◆ Exercise materials:
* start *
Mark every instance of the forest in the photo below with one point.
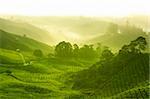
(112, 64)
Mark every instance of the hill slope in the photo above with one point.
(13, 42)
(22, 28)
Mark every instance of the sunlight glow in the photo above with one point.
(74, 7)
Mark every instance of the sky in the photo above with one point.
(75, 7)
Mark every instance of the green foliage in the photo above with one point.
(136, 46)
(38, 53)
(114, 75)
(112, 29)
(87, 52)
(64, 49)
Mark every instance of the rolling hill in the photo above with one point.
(123, 76)
(12, 42)
(22, 28)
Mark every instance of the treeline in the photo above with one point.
(67, 50)
(118, 73)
* end *
Copy all of the records above word for word, including every point, and omit the pictures.

Mark every instance of the forest in the photo below with one point.
(112, 64)
Mark every instance of the hill slope in the photo above with one point.
(13, 42)
(22, 28)
Mark every instance of the sunlight glow in the photo above with one point.
(74, 7)
Mark every instance of the sky in the photo above with one point.
(75, 7)
Mark every instance of the green foliage in the photo above with one point.
(136, 46)
(38, 53)
(114, 75)
(112, 29)
(87, 52)
(64, 49)
Mark every instance of the rolling hill in the photo above with one point.
(123, 76)
(12, 42)
(22, 28)
Mark every instance of the treeline in the photo above with one point.
(67, 50)
(118, 73)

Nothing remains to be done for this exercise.